Given exercise
Output, word for word, the lines below starting at the line containing "such as [713,763]." and ending at the line containing "Category: stone facade".

Excerpted records
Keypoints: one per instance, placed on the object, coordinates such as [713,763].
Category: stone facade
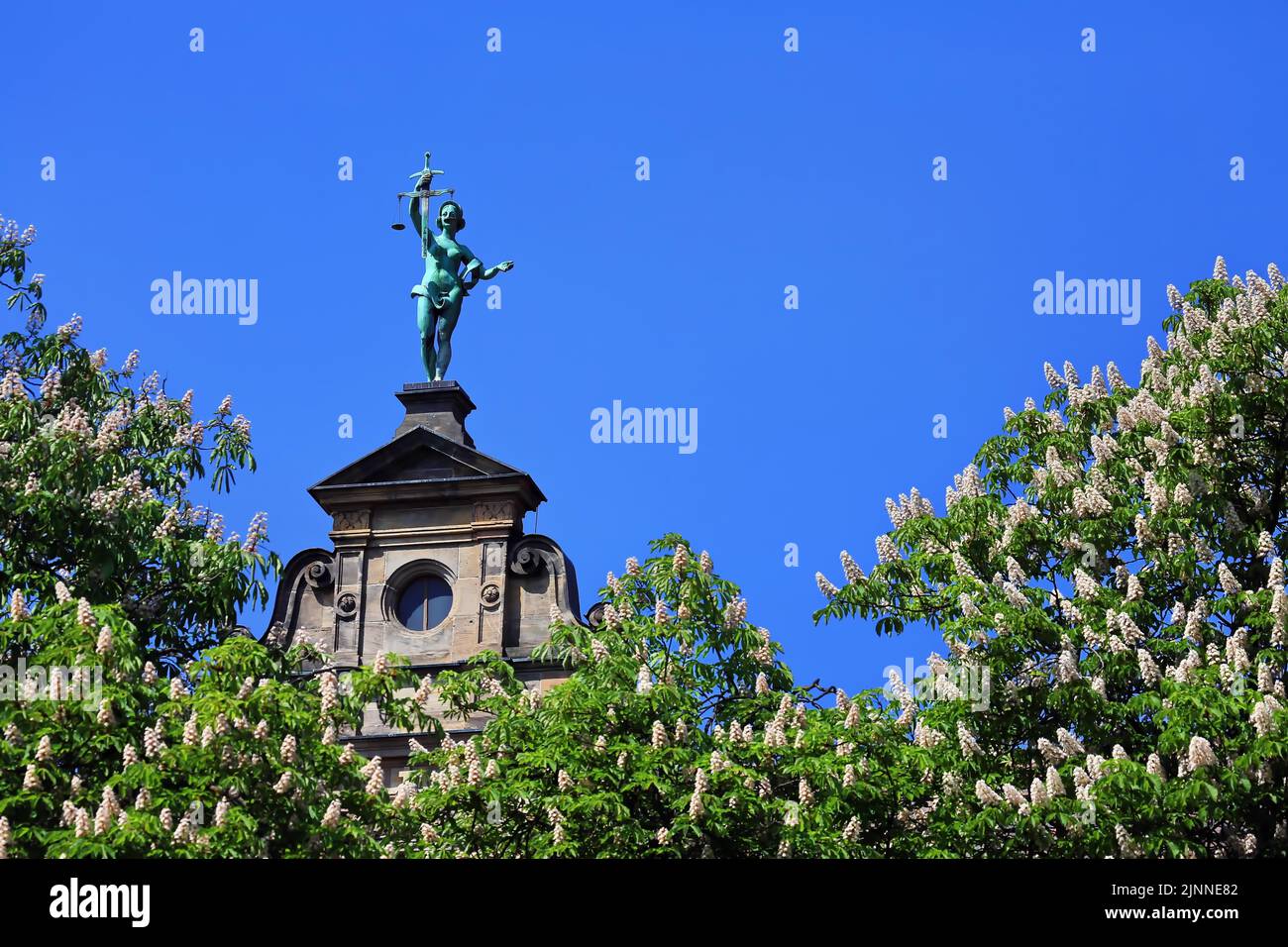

---

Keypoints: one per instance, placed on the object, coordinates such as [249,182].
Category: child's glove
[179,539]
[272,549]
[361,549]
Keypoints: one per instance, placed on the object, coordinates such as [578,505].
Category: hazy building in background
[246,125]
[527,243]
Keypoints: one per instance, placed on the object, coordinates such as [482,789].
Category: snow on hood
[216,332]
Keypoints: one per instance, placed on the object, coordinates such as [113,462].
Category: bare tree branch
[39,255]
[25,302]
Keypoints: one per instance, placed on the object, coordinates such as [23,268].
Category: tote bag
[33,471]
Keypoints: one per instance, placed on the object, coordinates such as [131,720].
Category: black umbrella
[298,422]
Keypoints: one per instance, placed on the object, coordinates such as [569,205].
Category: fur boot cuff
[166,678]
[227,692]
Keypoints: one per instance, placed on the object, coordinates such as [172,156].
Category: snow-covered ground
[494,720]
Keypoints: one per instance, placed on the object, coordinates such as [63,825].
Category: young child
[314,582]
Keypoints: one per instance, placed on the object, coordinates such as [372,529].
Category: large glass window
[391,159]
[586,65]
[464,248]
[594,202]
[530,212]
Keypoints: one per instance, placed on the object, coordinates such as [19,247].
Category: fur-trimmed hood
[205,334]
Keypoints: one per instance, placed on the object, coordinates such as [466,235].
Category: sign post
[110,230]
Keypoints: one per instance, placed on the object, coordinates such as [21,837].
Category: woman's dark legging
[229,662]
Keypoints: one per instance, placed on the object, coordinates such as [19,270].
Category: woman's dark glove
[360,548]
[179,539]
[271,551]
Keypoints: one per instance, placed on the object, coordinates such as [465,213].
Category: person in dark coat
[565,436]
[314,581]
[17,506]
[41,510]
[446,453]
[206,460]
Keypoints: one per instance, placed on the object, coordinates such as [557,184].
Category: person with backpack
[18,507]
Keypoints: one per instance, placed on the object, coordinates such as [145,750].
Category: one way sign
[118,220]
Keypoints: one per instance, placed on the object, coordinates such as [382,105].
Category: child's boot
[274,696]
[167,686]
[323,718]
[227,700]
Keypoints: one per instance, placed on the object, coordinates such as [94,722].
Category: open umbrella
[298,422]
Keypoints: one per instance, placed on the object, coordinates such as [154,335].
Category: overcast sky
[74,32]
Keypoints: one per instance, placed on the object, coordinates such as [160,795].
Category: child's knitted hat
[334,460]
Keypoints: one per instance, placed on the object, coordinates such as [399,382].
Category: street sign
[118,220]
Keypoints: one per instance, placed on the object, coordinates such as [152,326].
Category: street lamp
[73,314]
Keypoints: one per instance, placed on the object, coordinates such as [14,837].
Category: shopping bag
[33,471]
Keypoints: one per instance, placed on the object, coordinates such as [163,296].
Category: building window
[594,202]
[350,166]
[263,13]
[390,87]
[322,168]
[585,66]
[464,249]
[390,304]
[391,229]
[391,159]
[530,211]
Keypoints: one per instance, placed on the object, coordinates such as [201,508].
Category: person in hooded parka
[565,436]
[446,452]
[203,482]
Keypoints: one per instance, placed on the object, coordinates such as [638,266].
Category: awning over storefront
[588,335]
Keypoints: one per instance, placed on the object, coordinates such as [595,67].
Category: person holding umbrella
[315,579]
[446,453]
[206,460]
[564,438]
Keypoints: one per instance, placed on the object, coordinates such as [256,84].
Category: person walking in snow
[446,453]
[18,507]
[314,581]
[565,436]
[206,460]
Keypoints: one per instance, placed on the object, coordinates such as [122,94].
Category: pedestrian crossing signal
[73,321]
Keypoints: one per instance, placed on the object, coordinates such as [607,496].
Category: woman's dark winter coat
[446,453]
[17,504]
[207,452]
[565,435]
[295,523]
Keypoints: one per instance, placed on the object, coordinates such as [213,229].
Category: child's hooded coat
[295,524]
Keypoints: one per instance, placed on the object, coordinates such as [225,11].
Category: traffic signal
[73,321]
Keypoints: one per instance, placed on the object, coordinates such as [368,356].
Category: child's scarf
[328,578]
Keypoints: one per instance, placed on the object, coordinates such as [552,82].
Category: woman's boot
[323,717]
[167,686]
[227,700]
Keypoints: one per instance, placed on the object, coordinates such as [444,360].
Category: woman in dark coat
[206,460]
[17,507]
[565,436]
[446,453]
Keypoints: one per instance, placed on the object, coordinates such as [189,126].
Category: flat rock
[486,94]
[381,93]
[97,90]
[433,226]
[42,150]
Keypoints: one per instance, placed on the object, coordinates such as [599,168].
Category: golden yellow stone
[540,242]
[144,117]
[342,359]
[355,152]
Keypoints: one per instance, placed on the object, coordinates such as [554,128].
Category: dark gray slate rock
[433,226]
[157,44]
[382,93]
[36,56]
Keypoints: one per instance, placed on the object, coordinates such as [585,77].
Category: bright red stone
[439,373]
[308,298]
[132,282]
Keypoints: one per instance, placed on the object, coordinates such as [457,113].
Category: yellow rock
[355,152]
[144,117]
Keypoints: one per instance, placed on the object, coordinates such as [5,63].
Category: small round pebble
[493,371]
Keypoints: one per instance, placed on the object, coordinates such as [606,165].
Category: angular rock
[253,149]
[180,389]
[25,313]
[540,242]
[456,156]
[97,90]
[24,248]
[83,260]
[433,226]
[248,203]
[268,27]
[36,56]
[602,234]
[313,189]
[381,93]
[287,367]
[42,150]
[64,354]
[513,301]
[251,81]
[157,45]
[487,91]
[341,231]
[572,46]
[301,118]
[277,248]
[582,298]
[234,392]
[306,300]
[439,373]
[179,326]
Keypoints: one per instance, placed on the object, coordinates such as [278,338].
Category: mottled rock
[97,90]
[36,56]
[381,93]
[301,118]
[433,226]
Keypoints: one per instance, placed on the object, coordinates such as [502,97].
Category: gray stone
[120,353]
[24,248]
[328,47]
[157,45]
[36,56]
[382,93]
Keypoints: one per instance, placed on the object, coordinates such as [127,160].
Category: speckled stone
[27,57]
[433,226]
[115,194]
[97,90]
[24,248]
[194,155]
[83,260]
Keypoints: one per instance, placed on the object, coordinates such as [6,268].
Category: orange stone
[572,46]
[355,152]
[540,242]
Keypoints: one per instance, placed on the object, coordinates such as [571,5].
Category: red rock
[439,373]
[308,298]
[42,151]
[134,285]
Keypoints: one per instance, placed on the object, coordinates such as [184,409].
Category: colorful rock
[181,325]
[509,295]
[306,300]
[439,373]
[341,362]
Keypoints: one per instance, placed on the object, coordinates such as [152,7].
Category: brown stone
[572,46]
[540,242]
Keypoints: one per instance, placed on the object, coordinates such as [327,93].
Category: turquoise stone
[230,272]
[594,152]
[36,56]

* * *

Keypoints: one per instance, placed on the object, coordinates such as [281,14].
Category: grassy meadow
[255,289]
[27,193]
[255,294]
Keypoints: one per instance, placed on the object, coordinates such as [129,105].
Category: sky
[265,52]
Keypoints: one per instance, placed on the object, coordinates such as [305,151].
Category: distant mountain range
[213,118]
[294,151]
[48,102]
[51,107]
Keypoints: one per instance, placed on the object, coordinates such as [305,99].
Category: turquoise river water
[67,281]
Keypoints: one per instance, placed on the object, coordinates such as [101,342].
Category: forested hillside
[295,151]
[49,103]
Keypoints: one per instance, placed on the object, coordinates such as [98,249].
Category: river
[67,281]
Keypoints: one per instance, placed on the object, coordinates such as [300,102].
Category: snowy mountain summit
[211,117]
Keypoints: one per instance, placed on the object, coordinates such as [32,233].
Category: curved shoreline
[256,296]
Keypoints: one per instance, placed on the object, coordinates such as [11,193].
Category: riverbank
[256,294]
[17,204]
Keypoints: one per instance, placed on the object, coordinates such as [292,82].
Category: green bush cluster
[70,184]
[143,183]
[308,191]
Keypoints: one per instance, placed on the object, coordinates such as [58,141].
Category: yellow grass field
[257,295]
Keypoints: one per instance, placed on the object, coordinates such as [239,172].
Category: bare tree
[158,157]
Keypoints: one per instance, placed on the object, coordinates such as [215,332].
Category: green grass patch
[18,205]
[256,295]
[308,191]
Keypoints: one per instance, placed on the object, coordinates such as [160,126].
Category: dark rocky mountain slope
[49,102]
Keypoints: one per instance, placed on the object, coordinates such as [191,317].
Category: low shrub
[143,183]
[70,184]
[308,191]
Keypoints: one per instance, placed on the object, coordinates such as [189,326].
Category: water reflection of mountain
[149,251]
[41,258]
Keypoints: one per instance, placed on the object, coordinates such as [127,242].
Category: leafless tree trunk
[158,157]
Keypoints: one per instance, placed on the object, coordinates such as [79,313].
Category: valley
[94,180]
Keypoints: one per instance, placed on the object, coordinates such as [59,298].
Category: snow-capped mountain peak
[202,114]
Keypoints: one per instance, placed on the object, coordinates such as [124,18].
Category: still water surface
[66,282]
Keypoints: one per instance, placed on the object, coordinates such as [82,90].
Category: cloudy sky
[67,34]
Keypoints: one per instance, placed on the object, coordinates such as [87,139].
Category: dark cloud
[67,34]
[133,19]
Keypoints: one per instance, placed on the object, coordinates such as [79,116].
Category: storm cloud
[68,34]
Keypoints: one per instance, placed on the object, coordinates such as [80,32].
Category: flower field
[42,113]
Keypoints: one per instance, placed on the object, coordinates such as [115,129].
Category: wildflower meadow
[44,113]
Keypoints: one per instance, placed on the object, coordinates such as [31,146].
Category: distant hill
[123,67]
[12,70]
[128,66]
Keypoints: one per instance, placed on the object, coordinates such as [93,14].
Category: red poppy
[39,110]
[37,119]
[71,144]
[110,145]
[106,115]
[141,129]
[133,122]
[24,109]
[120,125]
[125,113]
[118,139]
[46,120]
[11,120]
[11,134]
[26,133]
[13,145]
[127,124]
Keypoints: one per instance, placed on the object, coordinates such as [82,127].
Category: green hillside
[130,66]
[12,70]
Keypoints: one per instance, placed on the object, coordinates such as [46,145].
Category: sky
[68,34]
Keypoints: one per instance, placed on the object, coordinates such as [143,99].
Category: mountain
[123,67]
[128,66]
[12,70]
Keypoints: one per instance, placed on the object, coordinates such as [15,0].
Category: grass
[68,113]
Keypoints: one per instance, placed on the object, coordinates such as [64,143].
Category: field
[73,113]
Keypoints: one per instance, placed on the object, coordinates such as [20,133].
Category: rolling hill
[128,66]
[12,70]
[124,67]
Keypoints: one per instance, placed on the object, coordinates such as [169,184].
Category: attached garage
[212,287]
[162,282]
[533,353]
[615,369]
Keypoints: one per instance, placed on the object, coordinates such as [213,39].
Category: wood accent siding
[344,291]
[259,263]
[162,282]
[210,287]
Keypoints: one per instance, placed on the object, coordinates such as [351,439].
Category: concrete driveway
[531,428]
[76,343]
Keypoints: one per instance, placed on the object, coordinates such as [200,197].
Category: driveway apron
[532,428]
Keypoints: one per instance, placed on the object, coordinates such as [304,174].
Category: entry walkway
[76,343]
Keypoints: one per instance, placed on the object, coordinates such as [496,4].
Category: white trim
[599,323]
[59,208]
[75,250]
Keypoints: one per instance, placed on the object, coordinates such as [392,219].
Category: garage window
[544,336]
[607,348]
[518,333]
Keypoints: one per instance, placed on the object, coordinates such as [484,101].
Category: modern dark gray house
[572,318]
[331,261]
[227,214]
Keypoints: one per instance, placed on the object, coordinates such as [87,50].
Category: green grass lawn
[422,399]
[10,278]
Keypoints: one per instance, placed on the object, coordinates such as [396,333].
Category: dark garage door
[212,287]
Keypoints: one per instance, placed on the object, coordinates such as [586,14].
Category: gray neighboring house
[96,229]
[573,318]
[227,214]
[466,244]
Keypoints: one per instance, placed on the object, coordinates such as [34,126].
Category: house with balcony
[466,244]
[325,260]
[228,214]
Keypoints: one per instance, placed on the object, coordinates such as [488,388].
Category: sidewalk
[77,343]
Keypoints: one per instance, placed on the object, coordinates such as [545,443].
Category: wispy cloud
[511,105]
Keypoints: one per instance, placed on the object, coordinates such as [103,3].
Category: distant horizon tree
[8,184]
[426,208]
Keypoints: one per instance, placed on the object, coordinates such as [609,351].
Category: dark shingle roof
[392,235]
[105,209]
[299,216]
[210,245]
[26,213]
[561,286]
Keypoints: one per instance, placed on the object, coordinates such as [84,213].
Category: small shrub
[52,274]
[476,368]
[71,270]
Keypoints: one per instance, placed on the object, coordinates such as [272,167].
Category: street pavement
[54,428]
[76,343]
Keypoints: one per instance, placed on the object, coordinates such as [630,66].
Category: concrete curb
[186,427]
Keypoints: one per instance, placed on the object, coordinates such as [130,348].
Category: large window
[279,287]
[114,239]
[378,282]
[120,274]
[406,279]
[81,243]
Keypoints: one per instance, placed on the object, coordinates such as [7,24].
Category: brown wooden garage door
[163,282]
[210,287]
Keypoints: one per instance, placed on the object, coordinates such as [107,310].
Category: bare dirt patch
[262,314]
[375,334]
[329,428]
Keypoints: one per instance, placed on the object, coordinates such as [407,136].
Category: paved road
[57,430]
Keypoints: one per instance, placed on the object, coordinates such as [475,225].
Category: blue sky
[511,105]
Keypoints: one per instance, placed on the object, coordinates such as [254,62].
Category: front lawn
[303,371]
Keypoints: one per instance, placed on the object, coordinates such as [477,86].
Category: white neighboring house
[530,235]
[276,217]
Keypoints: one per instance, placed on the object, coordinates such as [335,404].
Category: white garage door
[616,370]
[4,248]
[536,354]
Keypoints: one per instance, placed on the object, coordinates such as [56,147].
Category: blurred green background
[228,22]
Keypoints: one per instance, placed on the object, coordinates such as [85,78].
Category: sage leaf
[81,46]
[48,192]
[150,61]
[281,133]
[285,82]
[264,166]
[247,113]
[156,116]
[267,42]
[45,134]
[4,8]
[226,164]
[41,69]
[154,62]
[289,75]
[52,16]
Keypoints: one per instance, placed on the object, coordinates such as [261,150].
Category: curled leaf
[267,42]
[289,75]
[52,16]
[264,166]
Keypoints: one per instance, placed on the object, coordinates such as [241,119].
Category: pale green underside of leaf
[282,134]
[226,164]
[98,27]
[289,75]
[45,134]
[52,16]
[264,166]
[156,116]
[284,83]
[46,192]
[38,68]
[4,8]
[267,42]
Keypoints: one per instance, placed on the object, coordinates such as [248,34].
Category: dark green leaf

Solution to this problem
Keypoints: one per instance, placed on the object, coordinates such as [713,763].
Category: stone facade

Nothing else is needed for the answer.